• **EXTRACTED INFORMATION**
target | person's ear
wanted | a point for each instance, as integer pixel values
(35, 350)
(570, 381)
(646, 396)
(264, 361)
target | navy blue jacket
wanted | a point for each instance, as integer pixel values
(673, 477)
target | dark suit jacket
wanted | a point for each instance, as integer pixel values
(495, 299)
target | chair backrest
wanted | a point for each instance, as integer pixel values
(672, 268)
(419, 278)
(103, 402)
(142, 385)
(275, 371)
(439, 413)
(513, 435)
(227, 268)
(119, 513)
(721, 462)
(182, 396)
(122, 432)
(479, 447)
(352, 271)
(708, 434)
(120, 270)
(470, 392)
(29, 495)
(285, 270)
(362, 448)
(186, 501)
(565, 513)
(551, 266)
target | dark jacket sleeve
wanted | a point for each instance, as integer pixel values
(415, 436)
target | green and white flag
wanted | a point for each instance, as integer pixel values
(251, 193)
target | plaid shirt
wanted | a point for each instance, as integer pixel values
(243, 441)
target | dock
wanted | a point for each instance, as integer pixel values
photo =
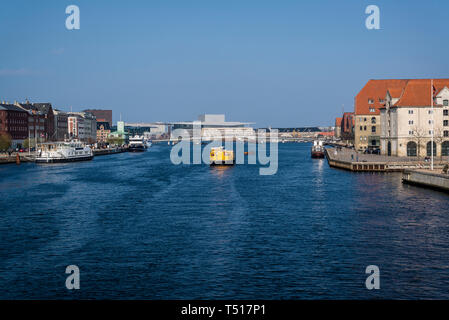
(427, 178)
(351, 160)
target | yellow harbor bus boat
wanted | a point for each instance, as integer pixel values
(220, 156)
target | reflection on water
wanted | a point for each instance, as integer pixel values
(141, 227)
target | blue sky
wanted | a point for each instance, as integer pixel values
(279, 63)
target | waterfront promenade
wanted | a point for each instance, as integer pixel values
(349, 159)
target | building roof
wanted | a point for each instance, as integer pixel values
(376, 90)
(418, 93)
(338, 121)
(11, 107)
(410, 92)
(105, 125)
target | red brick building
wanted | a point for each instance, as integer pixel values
(347, 126)
(14, 122)
(101, 115)
(41, 120)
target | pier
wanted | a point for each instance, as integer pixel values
(427, 178)
(348, 159)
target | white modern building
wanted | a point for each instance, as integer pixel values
(214, 126)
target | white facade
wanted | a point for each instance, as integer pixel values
(407, 130)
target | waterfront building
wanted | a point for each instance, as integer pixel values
(337, 128)
(347, 127)
(214, 126)
(14, 122)
(61, 125)
(407, 119)
(40, 121)
(119, 132)
(367, 106)
(103, 131)
(83, 126)
(151, 130)
(101, 115)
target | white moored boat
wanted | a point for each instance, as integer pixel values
(137, 144)
(63, 151)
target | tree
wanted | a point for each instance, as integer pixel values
(5, 141)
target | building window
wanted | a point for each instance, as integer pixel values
(429, 151)
(445, 148)
(411, 149)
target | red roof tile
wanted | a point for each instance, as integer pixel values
(417, 93)
(376, 90)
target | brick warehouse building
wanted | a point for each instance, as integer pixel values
(101, 115)
(14, 122)
(40, 120)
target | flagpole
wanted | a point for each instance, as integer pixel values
(433, 124)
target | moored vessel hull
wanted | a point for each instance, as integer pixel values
(317, 154)
(136, 149)
(60, 160)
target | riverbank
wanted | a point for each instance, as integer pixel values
(348, 159)
(26, 157)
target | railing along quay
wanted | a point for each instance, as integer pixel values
(350, 160)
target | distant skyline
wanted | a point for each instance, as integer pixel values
(275, 63)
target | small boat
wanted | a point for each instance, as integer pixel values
(63, 151)
(317, 150)
(136, 144)
(148, 143)
(220, 156)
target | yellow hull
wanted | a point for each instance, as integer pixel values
(219, 156)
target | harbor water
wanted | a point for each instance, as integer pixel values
(139, 227)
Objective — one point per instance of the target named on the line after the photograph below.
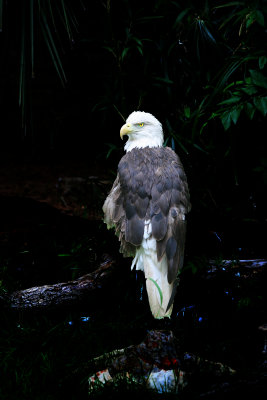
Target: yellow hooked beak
(126, 129)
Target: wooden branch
(60, 294)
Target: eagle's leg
(158, 289)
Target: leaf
(164, 80)
(235, 113)
(258, 78)
(232, 3)
(259, 17)
(159, 290)
(232, 100)
(180, 17)
(187, 112)
(250, 110)
(250, 90)
(261, 104)
(250, 19)
(202, 127)
(262, 61)
(226, 120)
(124, 52)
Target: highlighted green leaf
(159, 290)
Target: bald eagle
(147, 206)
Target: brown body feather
(150, 185)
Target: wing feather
(151, 185)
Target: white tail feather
(158, 289)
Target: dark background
(70, 73)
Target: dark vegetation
(71, 72)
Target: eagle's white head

• **PROBLEM TO SOLVE**
Please rewrite all of the data above, swapping "integer pixel values" for "whole-number pixel coordinates" wherever it appears and keeping everything else unchanged. Leave the pictures out of your answer.

• **RESULT OF THE EXERCISE**
target | person's ear
wanted | a point for each instance, as whole-number pixel coordinates
(35, 350)
(570, 381)
(646, 396)
(264, 361)
target | navy blue jacket
wanted | a point for each instance, as whole-number pixel coordinates
(673, 477)
target | dark suit jacket
wanted | a point for each instance, as whole-number pixel coordinates
(495, 299)
target | chair backrest
wanted | a point for each instance, as whole-number pixel coordinates
(672, 268)
(419, 278)
(103, 402)
(142, 385)
(275, 371)
(439, 413)
(513, 435)
(227, 268)
(119, 513)
(721, 462)
(182, 396)
(122, 432)
(479, 447)
(352, 271)
(708, 434)
(120, 270)
(470, 392)
(29, 495)
(285, 270)
(362, 448)
(186, 501)
(565, 513)
(551, 266)
target | dark jacket sleeve
wanted | a point for each instance, as whole-number pixel coordinates
(415, 436)
target | green and white flag
wanted | a point for each instance, as whole-number pixel coordinates
(251, 193)
target | plaid shirt
wanted | a point for each instance, as whole-number pixel coordinates
(243, 441)
target | dock
wanted | a point for each instance, as whole-number pixel coordinates
photo =
(427, 178)
(351, 160)
target | yellow harbor bus boat
wanted | a point for each instance, as whole-number pixel coordinates
(220, 156)
target | reflection on water
wanted | a point for each instance, as whole-number pixel coordinates
(141, 227)
target | blue sky
wanted | a point for each instance, as whole-number pixel coordinates
(279, 63)
target | waterfront promenade
wanted | a point for each instance, as whole-number pixel coordinates
(349, 159)
target | building roof
wanted | a point for each instance, as whole-number pixel coordinates
(376, 90)
(418, 93)
(338, 121)
(11, 107)
(410, 92)
(105, 125)
target | red brick building
wanted | a point for each instance, as whole-number pixel coordinates
(347, 126)
(14, 122)
(101, 115)
(41, 120)
target | pier
wanted | a point for each instance, as whole-number pixel coordinates
(427, 178)
(348, 159)
target | white modern building
wanted | a point for each instance, as whole-number pixel coordinates
(214, 126)
target | white facade
wanted | a point for each instance, as whole-number pixel coordinates
(407, 130)
target | waterfront building
wanted | a point for each instance, as whole-number pixel coordinates
(337, 128)
(347, 127)
(214, 126)
(14, 122)
(61, 125)
(407, 119)
(40, 121)
(119, 132)
(367, 106)
(103, 131)
(83, 126)
(151, 130)
(101, 115)
target | white moored boat
wanted | a point for each instance, as whole-number pixel coordinates
(137, 144)
(63, 151)
target | tree
wanted | a point for each instance, as whole-number pixel coordinates
(5, 141)
target | building window
wanted | a point for each instance, as whole-number pixel coordinates
(429, 151)
(445, 148)
(411, 149)
target | red roof tile
wanted | a point for each instance, as whole-number pixel coordinates
(417, 93)
(376, 90)
target | brick warehouse building
wanted | a point for each instance, as whole-number pixel coordinates
(101, 115)
(14, 122)
(40, 120)
target | flagpole
wanted | a point for each instance, as whole-number pixel coordinates
(433, 124)
target | moored vessel hull
wanted | a point for each instance, as whole-number pixel coordinates
(317, 154)
(136, 149)
(60, 160)
target | riverbank
wanted | a point for each instance, as whole-number pixel coordinates
(348, 159)
(26, 157)
target | railing along quay
wanted | a point for each instance, as whole-number pixel coordinates
(350, 160)
target | distant skyline
wanted | a point for each instance, as whole-number pixel coordinates
(275, 63)
target | small boat
wanted | a point for each instance, as whole-number pixel coordinates
(63, 151)
(317, 150)
(136, 144)
(148, 143)
(220, 156)
target | yellow hull
wanted | a point for each instance, as whole-number pixel coordinates
(219, 156)
target | harbor water
wanted | a point for each instance, as whole-number pixel coordinates
(139, 227)
Objective — one point per instance of the target named on the line after the photograph below.
Target: yellow hooked beak
(126, 129)
Target: wooden branch
(60, 294)
Target: eagle's leg
(158, 289)
Target: leaf
(164, 80)
(235, 113)
(258, 78)
(232, 3)
(259, 17)
(159, 290)
(232, 100)
(180, 17)
(187, 112)
(250, 110)
(250, 90)
(261, 104)
(250, 19)
(202, 127)
(262, 61)
(226, 120)
(124, 52)
Target: highlighted green leaf
(159, 290)
Target: bald eagle
(147, 206)
Target: brown body feather
(150, 185)
Target: wing feather
(151, 185)
Target: white tail feather
(158, 289)
Target: dark background
(70, 73)
Target: dark vegetation
(71, 72)
Target: eagle's white head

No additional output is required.